[BEGIN TASK DATA]

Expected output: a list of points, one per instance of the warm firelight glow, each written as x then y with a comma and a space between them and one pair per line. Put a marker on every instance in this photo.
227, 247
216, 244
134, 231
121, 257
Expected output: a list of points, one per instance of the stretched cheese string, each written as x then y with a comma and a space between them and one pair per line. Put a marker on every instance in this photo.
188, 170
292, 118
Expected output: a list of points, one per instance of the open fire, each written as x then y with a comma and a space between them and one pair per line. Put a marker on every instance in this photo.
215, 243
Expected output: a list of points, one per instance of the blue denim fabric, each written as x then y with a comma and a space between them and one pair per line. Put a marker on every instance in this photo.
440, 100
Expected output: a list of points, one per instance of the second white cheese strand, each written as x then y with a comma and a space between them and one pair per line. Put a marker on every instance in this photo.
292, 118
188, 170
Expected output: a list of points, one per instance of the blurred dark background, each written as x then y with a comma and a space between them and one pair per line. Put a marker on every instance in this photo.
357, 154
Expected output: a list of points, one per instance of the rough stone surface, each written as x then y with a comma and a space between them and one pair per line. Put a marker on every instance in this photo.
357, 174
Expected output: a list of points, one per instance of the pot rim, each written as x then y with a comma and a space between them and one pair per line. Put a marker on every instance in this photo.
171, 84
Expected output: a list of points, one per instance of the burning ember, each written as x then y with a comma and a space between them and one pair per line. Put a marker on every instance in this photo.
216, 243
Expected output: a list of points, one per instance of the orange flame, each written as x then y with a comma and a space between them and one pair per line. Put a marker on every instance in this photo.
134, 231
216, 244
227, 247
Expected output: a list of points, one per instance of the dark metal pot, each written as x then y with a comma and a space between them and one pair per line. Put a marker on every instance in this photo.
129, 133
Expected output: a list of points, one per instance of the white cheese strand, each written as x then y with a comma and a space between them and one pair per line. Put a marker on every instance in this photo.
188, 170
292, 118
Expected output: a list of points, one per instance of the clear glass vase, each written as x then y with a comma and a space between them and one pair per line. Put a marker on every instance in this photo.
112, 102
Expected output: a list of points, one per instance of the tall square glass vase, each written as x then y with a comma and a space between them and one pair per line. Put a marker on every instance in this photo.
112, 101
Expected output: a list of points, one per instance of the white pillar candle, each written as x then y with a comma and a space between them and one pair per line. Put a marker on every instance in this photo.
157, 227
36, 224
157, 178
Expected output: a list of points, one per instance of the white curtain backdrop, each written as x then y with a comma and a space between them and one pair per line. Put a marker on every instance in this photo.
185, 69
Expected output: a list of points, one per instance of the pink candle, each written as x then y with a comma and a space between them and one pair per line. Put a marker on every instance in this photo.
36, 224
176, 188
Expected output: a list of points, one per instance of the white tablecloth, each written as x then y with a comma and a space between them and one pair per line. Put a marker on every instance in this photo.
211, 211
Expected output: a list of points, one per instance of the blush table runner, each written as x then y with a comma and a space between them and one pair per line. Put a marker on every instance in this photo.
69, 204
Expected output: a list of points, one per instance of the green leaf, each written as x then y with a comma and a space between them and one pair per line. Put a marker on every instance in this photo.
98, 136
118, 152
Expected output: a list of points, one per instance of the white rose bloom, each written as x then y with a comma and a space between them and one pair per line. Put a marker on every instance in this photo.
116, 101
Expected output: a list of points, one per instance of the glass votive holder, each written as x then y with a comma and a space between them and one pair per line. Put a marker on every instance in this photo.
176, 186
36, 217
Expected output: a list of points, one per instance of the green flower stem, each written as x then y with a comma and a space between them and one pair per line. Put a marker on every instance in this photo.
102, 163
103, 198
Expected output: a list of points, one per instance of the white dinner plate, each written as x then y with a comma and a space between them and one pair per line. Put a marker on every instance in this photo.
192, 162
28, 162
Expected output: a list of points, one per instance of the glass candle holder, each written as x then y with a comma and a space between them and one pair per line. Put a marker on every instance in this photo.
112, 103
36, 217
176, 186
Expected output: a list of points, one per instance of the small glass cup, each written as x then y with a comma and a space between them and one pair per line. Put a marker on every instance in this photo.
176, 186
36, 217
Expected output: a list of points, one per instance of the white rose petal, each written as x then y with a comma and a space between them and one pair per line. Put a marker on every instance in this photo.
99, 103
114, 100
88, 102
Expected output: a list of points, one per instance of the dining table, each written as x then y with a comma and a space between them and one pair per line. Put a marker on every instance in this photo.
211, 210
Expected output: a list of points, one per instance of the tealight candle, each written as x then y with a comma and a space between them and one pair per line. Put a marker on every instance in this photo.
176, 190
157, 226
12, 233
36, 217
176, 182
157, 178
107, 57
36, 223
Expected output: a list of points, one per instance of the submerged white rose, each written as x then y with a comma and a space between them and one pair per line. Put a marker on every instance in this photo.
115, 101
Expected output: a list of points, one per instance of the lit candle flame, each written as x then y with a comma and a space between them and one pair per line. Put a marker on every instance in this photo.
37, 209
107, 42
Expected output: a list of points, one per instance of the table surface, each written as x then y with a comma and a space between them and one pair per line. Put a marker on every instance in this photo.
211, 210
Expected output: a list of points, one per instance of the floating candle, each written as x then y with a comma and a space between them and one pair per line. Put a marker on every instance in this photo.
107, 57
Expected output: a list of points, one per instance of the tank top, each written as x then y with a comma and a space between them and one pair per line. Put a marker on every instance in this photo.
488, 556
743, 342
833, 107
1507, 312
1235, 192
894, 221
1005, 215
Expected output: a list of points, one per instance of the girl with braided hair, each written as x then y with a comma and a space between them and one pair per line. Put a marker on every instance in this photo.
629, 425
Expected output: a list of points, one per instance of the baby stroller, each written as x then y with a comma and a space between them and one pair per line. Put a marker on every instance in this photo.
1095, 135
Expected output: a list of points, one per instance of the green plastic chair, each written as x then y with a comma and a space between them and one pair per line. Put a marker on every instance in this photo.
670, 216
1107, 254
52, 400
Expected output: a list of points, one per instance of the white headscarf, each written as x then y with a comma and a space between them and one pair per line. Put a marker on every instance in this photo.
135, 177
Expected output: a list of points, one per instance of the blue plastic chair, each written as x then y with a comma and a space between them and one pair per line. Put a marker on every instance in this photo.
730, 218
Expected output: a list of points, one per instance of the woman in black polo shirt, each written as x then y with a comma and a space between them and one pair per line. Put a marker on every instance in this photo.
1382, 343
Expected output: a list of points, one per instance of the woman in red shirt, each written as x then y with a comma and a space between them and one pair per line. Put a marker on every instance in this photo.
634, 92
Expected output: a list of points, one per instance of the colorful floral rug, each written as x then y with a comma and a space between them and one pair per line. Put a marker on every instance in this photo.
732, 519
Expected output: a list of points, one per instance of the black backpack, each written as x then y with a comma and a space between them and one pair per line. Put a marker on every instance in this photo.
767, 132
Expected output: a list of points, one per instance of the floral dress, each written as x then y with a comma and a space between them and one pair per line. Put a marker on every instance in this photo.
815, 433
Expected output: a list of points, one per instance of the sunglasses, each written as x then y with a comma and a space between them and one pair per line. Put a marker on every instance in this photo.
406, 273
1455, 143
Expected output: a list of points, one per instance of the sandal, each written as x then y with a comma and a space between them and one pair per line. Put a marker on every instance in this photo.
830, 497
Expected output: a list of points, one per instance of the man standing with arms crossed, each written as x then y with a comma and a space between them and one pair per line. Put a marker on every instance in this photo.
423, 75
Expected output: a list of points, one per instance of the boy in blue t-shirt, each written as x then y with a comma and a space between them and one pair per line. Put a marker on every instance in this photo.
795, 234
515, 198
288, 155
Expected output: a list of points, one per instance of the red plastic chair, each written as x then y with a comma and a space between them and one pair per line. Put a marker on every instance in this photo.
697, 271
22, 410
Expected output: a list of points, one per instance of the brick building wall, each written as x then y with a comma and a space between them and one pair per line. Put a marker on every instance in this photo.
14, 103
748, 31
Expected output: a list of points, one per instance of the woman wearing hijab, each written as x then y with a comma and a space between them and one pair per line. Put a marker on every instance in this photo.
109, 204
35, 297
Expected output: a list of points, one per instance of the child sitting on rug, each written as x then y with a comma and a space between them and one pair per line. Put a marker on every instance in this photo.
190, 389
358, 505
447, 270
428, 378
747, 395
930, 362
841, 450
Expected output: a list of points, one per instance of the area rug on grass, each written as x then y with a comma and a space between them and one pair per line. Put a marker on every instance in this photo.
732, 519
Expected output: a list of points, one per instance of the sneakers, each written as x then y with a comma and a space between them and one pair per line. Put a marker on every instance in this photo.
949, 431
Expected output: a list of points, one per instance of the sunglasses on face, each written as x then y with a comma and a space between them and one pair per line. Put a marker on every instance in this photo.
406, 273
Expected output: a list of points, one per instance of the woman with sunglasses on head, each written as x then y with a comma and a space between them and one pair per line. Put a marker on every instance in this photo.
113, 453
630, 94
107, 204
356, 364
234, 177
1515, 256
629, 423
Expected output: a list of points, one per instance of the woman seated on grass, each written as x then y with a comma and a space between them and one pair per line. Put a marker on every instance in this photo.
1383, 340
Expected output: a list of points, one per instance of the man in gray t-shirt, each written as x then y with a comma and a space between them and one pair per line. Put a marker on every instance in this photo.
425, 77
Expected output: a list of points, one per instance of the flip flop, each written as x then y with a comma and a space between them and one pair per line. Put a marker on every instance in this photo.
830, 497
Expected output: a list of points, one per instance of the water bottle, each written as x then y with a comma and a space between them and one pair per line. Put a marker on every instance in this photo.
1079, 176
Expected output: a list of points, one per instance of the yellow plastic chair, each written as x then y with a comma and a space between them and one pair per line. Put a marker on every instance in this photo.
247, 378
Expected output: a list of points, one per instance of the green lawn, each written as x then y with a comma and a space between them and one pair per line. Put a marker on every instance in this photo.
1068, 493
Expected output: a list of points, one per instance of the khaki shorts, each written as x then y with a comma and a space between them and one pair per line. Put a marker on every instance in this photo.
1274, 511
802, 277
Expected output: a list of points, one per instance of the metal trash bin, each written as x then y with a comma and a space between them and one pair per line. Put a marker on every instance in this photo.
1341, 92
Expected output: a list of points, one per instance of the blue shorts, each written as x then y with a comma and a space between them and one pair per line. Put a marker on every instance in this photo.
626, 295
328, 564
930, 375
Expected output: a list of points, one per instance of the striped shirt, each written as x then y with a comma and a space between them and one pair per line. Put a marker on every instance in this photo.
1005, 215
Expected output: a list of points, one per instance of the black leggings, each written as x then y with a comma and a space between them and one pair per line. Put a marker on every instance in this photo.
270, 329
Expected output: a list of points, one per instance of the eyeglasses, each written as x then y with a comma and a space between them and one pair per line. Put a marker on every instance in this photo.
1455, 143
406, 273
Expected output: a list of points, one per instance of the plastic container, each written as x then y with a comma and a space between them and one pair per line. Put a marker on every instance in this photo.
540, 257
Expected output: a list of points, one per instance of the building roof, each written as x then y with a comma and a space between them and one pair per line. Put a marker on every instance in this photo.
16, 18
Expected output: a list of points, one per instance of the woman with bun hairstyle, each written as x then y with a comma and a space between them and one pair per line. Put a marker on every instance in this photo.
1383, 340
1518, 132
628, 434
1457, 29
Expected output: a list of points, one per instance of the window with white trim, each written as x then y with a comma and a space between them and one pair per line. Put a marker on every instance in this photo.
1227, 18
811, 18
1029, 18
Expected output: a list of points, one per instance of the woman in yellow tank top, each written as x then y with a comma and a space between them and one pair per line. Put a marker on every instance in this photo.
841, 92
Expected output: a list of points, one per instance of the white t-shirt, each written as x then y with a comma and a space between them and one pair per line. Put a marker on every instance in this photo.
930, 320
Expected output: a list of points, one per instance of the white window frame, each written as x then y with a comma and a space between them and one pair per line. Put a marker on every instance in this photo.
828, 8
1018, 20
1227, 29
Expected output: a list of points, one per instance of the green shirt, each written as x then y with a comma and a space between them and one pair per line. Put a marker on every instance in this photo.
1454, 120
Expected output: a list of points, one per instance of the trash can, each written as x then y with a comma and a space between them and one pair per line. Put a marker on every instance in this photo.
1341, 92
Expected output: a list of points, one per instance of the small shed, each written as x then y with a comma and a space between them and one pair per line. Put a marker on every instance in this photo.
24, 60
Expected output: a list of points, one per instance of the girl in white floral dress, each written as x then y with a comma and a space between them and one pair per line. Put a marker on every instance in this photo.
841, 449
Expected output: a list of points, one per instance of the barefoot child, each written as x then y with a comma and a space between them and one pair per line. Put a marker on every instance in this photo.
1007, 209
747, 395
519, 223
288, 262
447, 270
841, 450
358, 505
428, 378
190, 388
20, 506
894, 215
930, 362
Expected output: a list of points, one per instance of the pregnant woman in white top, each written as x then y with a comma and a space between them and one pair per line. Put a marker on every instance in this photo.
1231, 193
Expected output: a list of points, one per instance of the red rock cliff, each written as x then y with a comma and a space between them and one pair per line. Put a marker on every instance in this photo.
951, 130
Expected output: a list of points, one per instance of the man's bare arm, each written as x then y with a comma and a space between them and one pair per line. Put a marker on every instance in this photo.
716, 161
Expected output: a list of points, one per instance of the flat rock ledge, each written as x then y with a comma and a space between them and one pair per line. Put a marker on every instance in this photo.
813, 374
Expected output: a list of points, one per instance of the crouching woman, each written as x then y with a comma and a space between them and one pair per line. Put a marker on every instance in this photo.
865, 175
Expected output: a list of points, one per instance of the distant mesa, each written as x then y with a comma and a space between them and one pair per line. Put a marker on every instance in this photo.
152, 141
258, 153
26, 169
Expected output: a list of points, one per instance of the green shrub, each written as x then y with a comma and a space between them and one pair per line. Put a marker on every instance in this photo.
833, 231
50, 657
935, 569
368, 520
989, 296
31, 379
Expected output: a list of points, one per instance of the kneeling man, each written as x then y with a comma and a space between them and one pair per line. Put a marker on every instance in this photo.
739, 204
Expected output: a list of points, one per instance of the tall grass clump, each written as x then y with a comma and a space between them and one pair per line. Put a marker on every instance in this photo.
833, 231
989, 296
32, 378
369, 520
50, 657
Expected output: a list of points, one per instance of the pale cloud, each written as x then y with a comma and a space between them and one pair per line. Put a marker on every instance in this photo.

[END TASK DATA]

TASK INSTRUCTIONS =>
Quote, without alteration, the final stretch of the entries: the line with "of the distant" onward to the last line.

RESPONSE TO THIS TASK =>
Expected output: a list of points, one per instance of the distant mesa, each written as x then y with a comma and a space between them and one pair per line. Put a marker on every instance in this photo.
152, 141
258, 153
26, 169
Expected output: a list of points, one per instance of the green shrub, each written as x then y with a comma and a space between them and one pair per line. Put a marker on every instance in this photo.
833, 231
50, 657
935, 569
368, 520
989, 296
31, 379
Expected output: a list of points, one per instance of the kneeling man, each written as x then y with a comma and a space between them and one pair per line. Put a marker on every instance in this photo.
739, 204
Expected output: a list of points, one per instance of the tall grass clump, each written as x then y with a comma and a space between them and one pair per line. Put a marker on every instance in this photo.
833, 231
989, 296
32, 378
369, 520
50, 657
Expected output: a list of points, one per instance of the pale cloud, each written as x then y with a comma and a space between them and one pair per line. Put a marker on every instance in this photo.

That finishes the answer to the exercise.